--- start of EXTRACTED DATA ---

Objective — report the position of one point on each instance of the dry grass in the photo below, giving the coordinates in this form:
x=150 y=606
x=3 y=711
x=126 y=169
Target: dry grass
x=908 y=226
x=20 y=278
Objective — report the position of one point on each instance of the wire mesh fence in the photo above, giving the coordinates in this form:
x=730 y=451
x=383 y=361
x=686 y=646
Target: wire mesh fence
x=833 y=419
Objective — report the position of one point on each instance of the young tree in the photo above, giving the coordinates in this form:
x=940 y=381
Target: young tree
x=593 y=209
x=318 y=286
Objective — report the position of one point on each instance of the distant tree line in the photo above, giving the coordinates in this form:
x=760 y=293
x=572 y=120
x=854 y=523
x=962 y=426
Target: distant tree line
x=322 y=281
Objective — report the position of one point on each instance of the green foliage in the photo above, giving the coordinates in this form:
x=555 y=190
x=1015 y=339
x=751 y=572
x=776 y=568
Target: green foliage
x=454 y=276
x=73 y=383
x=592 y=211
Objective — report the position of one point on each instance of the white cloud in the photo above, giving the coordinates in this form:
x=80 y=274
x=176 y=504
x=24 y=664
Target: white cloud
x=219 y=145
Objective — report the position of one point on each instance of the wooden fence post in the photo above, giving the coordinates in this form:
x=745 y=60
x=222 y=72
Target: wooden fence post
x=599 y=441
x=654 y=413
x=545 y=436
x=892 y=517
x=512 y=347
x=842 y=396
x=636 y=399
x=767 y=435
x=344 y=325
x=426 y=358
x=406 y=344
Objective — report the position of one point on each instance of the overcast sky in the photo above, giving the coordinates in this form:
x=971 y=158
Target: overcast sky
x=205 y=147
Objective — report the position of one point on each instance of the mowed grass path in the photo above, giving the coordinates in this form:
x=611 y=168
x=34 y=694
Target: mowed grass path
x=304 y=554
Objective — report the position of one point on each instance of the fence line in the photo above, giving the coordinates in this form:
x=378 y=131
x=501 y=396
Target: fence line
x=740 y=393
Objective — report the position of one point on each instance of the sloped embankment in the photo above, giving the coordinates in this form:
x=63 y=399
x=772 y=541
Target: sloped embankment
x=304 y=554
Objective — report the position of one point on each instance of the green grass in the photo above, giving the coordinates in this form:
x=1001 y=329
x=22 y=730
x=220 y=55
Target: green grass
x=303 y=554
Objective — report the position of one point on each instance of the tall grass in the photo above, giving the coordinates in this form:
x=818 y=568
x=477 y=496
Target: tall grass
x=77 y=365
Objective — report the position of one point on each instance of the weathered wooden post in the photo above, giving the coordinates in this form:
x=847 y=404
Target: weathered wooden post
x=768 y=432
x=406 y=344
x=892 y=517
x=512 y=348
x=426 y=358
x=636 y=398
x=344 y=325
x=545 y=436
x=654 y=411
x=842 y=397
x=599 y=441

--- end of EXTRACTED DATA ---

* [BRIEF]
Write out all of the entries above word for word, leaving nothing out and changing nothing.

* [RESULT FOR THIS TASK]
Objective — report the position of one point on each instance of the dry grass in the photo below, giving the coordinates in this form:
x=150 y=606
x=3 y=711
x=126 y=169
Target: dry grass
x=908 y=226
x=20 y=278
Objective — report the position of one point on each instance of the wire mesh fence in the photo above, giving the coordinates in this form:
x=730 y=451
x=383 y=361
x=686 y=646
Target: wire mesh fence
x=833 y=419
Objective — report the position of one point on each instance of the young tree in the photo above, giving the coordinates in this form:
x=940 y=381
Target: young tree
x=593 y=209
x=318 y=286
Objective — report the position of one point on each instance of the distant tree line in the photo above, giving the coordinates in this form:
x=760 y=293
x=572 y=120
x=854 y=523
x=962 y=426
Target: distant tree line
x=322 y=281
Objective — report the position of one point on each instance of the green foliage in the photo above, giving the coordinates in this form:
x=555 y=190
x=1015 y=339
x=751 y=572
x=776 y=568
Target: green foliage
x=454 y=276
x=73 y=383
x=592 y=211
Objective — report the position of one point on each instance of the white cloud in the photo above, giving the coordinates in this form:
x=80 y=274
x=176 y=504
x=24 y=664
Target: white cloud
x=219 y=145
Objective — report the position of one point on each instance of the wooden fence post in the photo above, giving the coordinates in this form:
x=745 y=60
x=222 y=72
Target: wooden fence post
x=599 y=441
x=654 y=413
x=545 y=436
x=892 y=517
x=512 y=347
x=842 y=396
x=636 y=399
x=767 y=435
x=344 y=325
x=426 y=358
x=406 y=344
Objective — report the position of one point on each instance of the overcast sky in the photo above, giving the coordinates in this form:
x=971 y=158
Target: overcast sky
x=205 y=147
Objective — report the position of one point on each instance of the mowed grass path in the photo above, giving the coordinates in this form:
x=611 y=168
x=34 y=694
Target: mowed grass path
x=304 y=554
Objective — report the position of one point on each instance of the fence line in the photo above, giving the coordinates in this form:
x=378 y=131
x=501 y=396
Target: fence line
x=740 y=393
Objective — report the position of one point on each instance of the sloped embankment in the photo above, giving the coordinates in this form:
x=63 y=399
x=772 y=541
Target: sloped embankment
x=304 y=554
Objective — report the position of one point on each instance of the green grass in the photo above, giving the coordinates in this form:
x=1001 y=329
x=22 y=730
x=220 y=55
Target: green grass
x=303 y=554
Objective — report the position of one point on each instance of the tall grass in the photo above, giving the coordinates in this form:
x=818 y=568
x=477 y=496
Target: tall grass
x=77 y=365
Objective — report the position of one point on each instance of the weathered wooden post in the photo above, giving the coordinates in this form:
x=847 y=404
Target: weathered wooden post
x=768 y=432
x=406 y=344
x=892 y=517
x=512 y=348
x=426 y=358
x=636 y=398
x=344 y=325
x=545 y=436
x=654 y=411
x=842 y=397
x=599 y=441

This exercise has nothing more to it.